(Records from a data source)
┌────────

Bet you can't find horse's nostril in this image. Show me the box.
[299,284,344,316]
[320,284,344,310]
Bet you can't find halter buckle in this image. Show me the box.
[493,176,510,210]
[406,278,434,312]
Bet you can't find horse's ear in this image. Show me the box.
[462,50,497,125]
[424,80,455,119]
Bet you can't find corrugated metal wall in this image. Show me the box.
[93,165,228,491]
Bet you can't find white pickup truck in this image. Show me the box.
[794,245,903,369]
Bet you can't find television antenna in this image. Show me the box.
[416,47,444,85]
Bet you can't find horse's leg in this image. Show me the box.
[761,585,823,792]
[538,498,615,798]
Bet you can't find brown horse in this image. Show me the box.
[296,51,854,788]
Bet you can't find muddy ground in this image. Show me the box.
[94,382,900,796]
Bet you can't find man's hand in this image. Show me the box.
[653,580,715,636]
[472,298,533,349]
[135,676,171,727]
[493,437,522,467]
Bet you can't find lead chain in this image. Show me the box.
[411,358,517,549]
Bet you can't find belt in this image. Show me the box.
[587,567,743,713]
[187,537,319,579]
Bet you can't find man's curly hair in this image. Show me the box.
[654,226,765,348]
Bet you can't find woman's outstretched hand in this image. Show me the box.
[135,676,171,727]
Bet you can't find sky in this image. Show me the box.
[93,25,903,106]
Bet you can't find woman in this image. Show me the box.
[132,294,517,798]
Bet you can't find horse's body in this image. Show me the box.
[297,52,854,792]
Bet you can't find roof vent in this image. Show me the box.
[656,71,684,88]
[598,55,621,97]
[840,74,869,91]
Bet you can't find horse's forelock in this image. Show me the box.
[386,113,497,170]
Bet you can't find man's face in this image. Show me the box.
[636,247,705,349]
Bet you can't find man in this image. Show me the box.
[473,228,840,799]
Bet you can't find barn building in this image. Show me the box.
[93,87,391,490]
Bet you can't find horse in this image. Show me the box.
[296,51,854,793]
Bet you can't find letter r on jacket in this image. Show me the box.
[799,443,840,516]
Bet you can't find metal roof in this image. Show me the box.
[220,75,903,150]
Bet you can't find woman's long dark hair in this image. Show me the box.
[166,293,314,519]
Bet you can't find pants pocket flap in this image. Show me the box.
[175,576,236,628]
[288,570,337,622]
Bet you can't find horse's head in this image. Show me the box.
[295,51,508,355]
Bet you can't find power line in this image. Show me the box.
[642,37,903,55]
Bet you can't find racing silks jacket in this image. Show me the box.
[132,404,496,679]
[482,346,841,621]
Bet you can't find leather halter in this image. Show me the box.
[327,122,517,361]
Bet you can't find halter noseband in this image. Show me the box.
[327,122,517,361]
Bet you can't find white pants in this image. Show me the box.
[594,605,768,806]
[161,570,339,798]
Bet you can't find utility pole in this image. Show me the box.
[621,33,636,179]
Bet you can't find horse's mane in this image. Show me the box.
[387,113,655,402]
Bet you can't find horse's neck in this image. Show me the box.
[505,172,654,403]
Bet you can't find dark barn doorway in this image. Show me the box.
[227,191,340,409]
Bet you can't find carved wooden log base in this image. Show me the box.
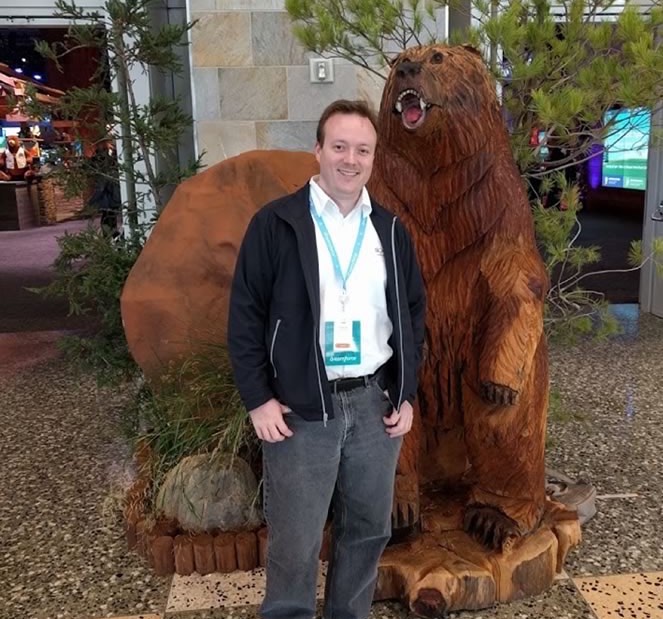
[375,497,580,617]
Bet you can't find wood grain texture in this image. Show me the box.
[369,46,548,549]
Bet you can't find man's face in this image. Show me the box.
[315,114,377,203]
[7,135,19,154]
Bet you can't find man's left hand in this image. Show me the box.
[382,401,413,438]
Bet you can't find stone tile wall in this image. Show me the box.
[189,0,384,165]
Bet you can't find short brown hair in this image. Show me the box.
[315,99,378,146]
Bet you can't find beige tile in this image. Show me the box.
[288,64,357,121]
[216,0,285,11]
[166,563,327,613]
[574,572,663,619]
[256,120,318,152]
[251,11,308,66]
[191,12,253,67]
[219,67,288,120]
[196,121,256,166]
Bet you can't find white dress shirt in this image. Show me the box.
[310,176,393,380]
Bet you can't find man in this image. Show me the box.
[2,135,34,181]
[228,100,425,619]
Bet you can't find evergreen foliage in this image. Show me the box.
[286,0,663,338]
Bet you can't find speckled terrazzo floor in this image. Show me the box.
[0,308,663,619]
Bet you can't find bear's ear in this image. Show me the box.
[461,45,483,60]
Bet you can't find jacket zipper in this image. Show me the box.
[391,217,405,411]
[313,321,329,428]
[269,318,281,378]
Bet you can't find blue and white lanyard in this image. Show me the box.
[311,200,368,305]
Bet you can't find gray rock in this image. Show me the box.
[157,454,262,533]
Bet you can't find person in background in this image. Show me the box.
[228,100,425,619]
[0,135,34,181]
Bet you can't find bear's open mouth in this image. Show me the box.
[394,88,430,129]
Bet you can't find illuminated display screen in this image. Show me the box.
[601,108,651,191]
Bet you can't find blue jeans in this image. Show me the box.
[261,381,402,619]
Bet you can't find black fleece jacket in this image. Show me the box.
[228,184,425,420]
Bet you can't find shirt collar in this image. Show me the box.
[309,175,373,217]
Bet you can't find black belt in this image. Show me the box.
[329,366,385,393]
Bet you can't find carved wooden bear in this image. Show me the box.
[369,46,548,549]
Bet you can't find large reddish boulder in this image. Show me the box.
[121,151,318,380]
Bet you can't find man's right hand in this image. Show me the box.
[249,398,293,443]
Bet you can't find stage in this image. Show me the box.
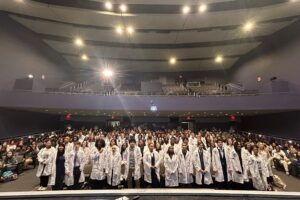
[0,189,300,200]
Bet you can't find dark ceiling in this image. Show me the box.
[0,0,300,72]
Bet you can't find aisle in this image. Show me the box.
[0,169,300,192]
[0,169,39,192]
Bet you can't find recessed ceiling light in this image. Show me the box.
[169,57,177,65]
[198,4,207,13]
[120,4,127,12]
[116,26,124,35]
[74,38,84,47]
[126,26,134,35]
[102,69,114,78]
[215,55,224,63]
[243,21,254,32]
[81,54,89,61]
[105,1,113,10]
[182,6,191,14]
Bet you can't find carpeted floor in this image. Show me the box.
[0,169,300,192]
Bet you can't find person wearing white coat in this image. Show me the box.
[36,140,55,191]
[143,143,161,188]
[105,145,122,188]
[123,139,143,188]
[90,139,107,189]
[65,142,86,190]
[164,146,179,187]
[248,146,268,191]
[212,139,232,189]
[49,144,66,190]
[178,142,194,188]
[192,141,213,186]
[230,142,245,190]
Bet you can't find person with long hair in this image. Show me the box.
[90,139,107,189]
[36,140,55,191]
[49,143,66,190]
[164,145,179,187]
[248,145,268,191]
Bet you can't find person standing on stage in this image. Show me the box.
[65,142,86,190]
[212,139,232,189]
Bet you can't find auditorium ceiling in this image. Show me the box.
[0,0,300,72]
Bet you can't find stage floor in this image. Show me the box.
[0,189,300,200]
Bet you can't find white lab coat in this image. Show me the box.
[178,151,194,184]
[192,149,213,185]
[65,142,74,154]
[123,146,143,180]
[143,151,161,183]
[248,155,268,191]
[230,148,244,184]
[36,147,55,177]
[212,147,232,182]
[164,154,179,187]
[65,148,86,186]
[189,137,198,152]
[105,151,122,186]
[242,147,251,182]
[90,148,107,180]
[48,149,66,186]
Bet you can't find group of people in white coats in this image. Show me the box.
[37,129,272,190]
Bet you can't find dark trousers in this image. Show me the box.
[216,181,232,190]
[40,176,49,187]
[52,174,64,190]
[127,168,140,188]
[90,179,106,190]
[72,167,81,190]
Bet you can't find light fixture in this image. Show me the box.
[243,21,254,32]
[74,38,84,47]
[116,26,124,35]
[104,1,113,10]
[182,6,191,14]
[81,54,89,61]
[198,4,207,13]
[126,26,134,35]
[215,55,224,63]
[102,69,114,78]
[120,4,127,12]
[169,57,177,65]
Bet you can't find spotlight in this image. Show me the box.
[215,55,224,63]
[182,6,191,14]
[120,4,127,12]
[74,38,84,47]
[243,22,254,32]
[127,26,134,35]
[104,1,113,10]
[169,57,177,65]
[102,69,114,78]
[198,4,207,12]
[81,54,89,61]
[116,26,124,35]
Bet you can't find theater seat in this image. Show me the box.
[83,164,92,177]
[273,158,284,171]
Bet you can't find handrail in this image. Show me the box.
[0,129,61,142]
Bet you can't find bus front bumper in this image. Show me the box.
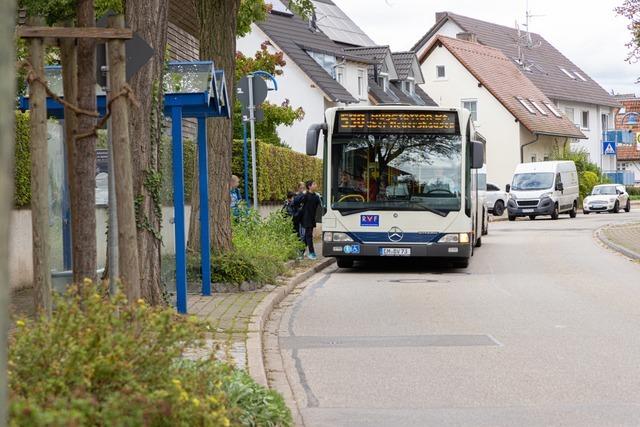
[322,242,471,258]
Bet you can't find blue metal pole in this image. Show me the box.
[242,120,250,206]
[198,117,211,296]
[171,107,187,314]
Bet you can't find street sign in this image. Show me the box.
[96,11,155,87]
[236,76,269,107]
[602,141,616,156]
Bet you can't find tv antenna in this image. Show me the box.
[516,0,545,71]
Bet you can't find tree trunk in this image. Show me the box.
[29,18,51,316]
[70,0,97,283]
[107,15,140,303]
[126,0,169,305]
[190,0,241,254]
[0,0,16,425]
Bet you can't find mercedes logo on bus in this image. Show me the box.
[388,227,404,242]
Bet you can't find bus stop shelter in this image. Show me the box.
[20,61,232,313]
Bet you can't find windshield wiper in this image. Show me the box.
[336,208,374,216]
[411,203,449,217]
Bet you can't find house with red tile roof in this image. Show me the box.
[422,34,586,187]
[412,12,619,170]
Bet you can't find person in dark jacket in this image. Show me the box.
[300,180,322,259]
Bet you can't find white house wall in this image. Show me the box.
[421,47,520,188]
[416,19,463,59]
[554,100,616,171]
[236,24,332,155]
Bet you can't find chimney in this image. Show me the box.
[436,12,447,22]
[456,31,478,43]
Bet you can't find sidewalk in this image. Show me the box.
[187,257,323,369]
[597,223,640,260]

└────────

▸ Your task: Repeat the data from its first line through the line that contains "[424,80,455,119]", and replace "halter buckle" with "bridle buckle". Leave everything else unchanged.

▸ Full output:
Bet you can't find horse's nostril in this image. Show me the box.
[299,284,344,316]
[320,284,344,310]
Bet you can't find bridle buckle in this image. Show me the box.
[493,176,510,210]
[406,278,434,312]
Bet you can't find horse's ear in this image. Show me the box.
[462,50,497,125]
[424,80,455,119]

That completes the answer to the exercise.